## Extrait de page
______
Grosse + copie
délivrées le
à
COUR D'APPEL DE MONTPELLIER
1ère Chambre A
ARRÊT DU 07 DECEMBRE 2017
Numéro d'inscription au répertoire général : 13/05155
Décision déférée à la Cour : Jugement du 06 JUIN 2013
TRIBUNAL DE GRANDE INSTANCE DE NARBONNE
No RG 12/01052
APPELANTE :
ASSOCIATION SAINT ETIENNE DE GAUSSAN
et pour elle son Président en exercice domicilié ès-qualité
Abbaye Notre Dame de Gaussan
11200 LEZIGNAN CORBIERES
représentée par la SCP ROZE SALLELES PUECH GERIGNY DELL'OVA BERTRAND, avocat au barreau de MONTPELLIER, postulant
et par Me Thierry DECRESSAT de la SELARL AVELIA, avocat au barreau de CHATEAUROUX, plaidant
INTIMEES :
SAS DICOBAT
et pour elle son représentant légal domicilié ès-qualité
Z.A. La Maladière - Pôle 2000 Nord
07130 SAINT PERAY
représentée par Me Christophe PONS de la SCP VERBATEAM, avocat au barreau de MONTPELLIER
L'AUXILIAIRE, Compagnie d'assurances
et pour elle son représentant légal domicilié ès-qualité
50 Cours Franklin Roosevelt
BP 6402
69413 LYON CEDEX
représentée par Me Christophe PONS de la SCP VERBATEAM, avocat au barreau de MONTPELLIER
SARL LEZI CONSTRUCTION
et pour elle son représentant légal domicilié ès-qualité
Rue Necker
11200 LEZIGNAN CORBIERES
représentée par la SCP ARGELLIES APOLLIS, avocat au barreau de MONTPELLIER, postulant
et par Me Denis RIEU de la SELARL MBA et Associés, avocat au barreau de MONTPELLIER, plaidant
SA AXA FRANCE IARD
et pour elle son représentant légal domicilié ès-qualité
313 Terrasse de l'Arche
92727 NANTERRE
représentée par la SCP ARGELLIES APOLLIS, avocat au barreau de MONTPELLIER, postulant
et par Me Denis RIEU de la SELARL MBA et Associés, avocat au barreau de MONTPELLIER, plaidant
ORDONNANCE DE CLÔTURE du 04 Octobre 2017
COMPOSITION DE LA COUR :
En application des dispositions des articles 786 et 910 du Code de Procédure civile, l'affaire a été débattue le 25 OCTOBRE 2017, en audience publique, les avocats ne s'y étant pas opposés, devant Madame Nadia BERGOUNIOU-GOURNAY, Président, chargée du rapport et Madame Brigitte DEVILLE, Conseiller
Ces magistrats ont rendu compte des plaidoiries dans le délibéré de la Cour, composée de :
Madame Nadia BERGOUNIOU-GOURNAY, Président
Madame Brigitte DEVILLE, Conseiller
Madame Emmanuelle WACONGNE, Conseiller
Greffier, lors des débats : Madame Elisabeth RAMON
ARRET :
- contradictoire
- prononcé par mise à disposition de l'arrêt au greffe de la cour, les parties en ayant été préalablement avisées dans les conditions prévues au deuxième alinéa de l'article 450 du Code de Procédure Civile
- signé par Madame Nadia BERGOUNIOU-GOURNAY, Présidente, et par Madame Elisabeth RAMON, greffier, auquel la minute de la décision a été remise par le magistrat signataire.
______
Rédigez la suite de l'arrêt de la cour d'appel de Montpellier reproduit plus haut, en reprenant après sa dernière phrase. La liste qui suit ne joue aucun rôle ici.

## Lignes de données
______
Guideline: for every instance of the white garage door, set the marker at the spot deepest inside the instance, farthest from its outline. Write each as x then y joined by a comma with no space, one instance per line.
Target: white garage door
______
## Réponse
EXPOSE DU LITIGE :
Par acte authentique du 5 novembre 1993, l'Association Saint Etienne de Gaussan est devenue propriétaire, sur la commune de Bizanet, d'un ensemble immobilier dénommé « Château de Gaussan », comportant divers bâtiments à usage d'habitation et à usage agricole.
En janvier 1994, l'Association Saint Etienne de Gaussan a, dans le cadre de l'aménagement de la propriété en abbaye, confié une mission de maîtrise d'oeuvre à la société Dicobat en vue notamment de l'aménagement de cellules dans les étages des bâtiments A, C, D, E, F et une partie de H et de G, y compris les travaux de maçonnerie et d'un réseau d'assainissement, à savoir les réseaux EP-EU/EV et traitement des eaux pour 30 à 40 usagers en 1ère phase.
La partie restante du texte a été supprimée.